**Material for the task**
----------

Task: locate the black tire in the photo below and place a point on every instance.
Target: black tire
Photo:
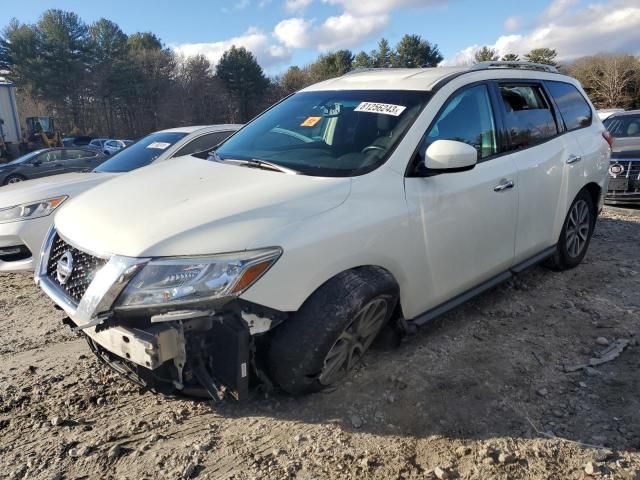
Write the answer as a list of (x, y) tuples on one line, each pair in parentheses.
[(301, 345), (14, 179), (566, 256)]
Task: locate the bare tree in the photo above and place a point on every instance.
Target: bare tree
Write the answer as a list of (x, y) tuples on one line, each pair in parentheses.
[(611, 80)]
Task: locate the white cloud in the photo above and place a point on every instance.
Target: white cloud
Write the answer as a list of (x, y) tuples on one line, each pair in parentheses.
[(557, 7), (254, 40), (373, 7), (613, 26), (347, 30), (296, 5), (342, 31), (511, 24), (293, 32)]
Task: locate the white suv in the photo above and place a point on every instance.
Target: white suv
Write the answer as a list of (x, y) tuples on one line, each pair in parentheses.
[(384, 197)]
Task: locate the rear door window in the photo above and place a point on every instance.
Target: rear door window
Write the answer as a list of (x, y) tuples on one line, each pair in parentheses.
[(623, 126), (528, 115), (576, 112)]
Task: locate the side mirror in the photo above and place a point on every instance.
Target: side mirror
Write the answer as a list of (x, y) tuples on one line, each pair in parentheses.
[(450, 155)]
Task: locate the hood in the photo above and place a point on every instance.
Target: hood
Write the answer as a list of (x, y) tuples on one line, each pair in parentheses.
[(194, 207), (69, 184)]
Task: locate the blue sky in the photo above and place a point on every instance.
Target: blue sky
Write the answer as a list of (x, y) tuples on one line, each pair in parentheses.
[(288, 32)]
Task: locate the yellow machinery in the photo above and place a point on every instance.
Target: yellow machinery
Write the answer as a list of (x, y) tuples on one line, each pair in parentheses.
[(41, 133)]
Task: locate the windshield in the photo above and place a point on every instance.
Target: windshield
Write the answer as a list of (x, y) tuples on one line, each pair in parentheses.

----------

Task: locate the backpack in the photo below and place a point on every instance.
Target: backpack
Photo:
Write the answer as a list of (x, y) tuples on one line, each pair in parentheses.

----------

**What the exercise asks**
In the entries above, find the line that contains "Target: black tire" and the line that contains "Task: locate the white cloud". Reproduce exactly those two lines and every line between them, but not the pictures.

**Answer below**
Target: black tire
Photo:
Write the answer as a list of (x, y) tuples on one line, each pair in parentheses.
[(301, 345), (14, 179), (566, 256)]
Task: locate the bare tree in the photo above and place a point on every instance.
Target: bare tree
Write the answer as a list of (x, y) tuples on one line, each pair in parentheses.
[(611, 80)]
Task: locate the white cloud in the photo above and place a point on every instance.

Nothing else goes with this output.